Saved entries>
_ _ _ _

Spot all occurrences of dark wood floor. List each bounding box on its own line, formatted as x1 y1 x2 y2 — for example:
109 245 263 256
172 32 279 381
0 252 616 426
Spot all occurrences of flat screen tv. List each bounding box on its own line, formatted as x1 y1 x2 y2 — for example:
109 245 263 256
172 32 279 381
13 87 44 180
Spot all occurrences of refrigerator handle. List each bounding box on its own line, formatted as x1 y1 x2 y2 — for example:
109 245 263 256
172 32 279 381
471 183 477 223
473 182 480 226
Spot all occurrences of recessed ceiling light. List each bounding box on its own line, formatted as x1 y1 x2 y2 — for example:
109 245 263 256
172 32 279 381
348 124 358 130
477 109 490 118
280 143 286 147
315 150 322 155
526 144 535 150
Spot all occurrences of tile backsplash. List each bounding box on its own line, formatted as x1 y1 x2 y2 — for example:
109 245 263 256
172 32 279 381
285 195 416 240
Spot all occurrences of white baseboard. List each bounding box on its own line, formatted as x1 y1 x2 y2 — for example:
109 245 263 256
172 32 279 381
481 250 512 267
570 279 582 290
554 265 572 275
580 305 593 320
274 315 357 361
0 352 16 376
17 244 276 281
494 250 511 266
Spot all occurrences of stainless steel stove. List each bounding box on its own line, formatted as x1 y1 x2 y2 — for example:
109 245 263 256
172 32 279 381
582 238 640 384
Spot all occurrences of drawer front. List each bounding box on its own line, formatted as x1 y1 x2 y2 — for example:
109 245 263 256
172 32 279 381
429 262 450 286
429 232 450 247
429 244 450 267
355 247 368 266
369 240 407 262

_ _ _ _

What you will do>
Would you please reproduce the entries above word for word?

Result for this task>
Spot all occurrences of dark wood floor. List each bounding box on its own line, formatted as x1 y1 x2 y2 — for example:
109 245 263 256
172 32 279 381
0 252 616 426
Spot all occurrences of flat screen tv. List each bounding box on its own line, formatted as x1 y1 x2 y2 — for example:
109 245 263 256
172 32 279 381
13 87 44 180
Spot all occurrences of refrigerator handle. List each bounding box on its own line, formatted as x1 y1 x2 y2 — for example:
109 245 263 256
172 32 279 381
471 183 477 223
473 182 480 226
Spot all occurrences of recessed ceiling light. List each bounding box on its own line, formatted as x1 y1 x2 y2 — for example:
109 245 263 256
172 32 279 381
348 124 358 130
477 109 490 118
280 143 286 147
315 150 322 155
526 144 535 150
Spot all occurrences of tile backsplash. List each bounding box on its own line, formatted as x1 y1 x2 y2 — for example:
109 245 263 256
172 32 279 381
285 195 416 240
Spot all occurrences of white baseboard. List each bounding box on its own line, formatted as x1 y1 x2 y2 — for example:
109 245 263 256
172 32 279 381
481 250 512 267
570 279 582 290
554 265 572 275
580 305 593 320
274 315 357 361
0 352 16 376
17 244 276 281
494 250 511 266
Spot all occurrences of stainless steel stove. List each bounding box on its own line, formatted as x1 y1 x2 y2 — for example:
109 245 263 256
172 32 279 381
582 238 640 384
Spot all occurrences of drawer front. List each bounding box on its own line, formatted as x1 y1 x2 y2 — for example:
109 245 263 256
172 32 279 381
429 262 450 286
429 232 450 247
429 244 450 267
355 247 368 266
369 240 407 262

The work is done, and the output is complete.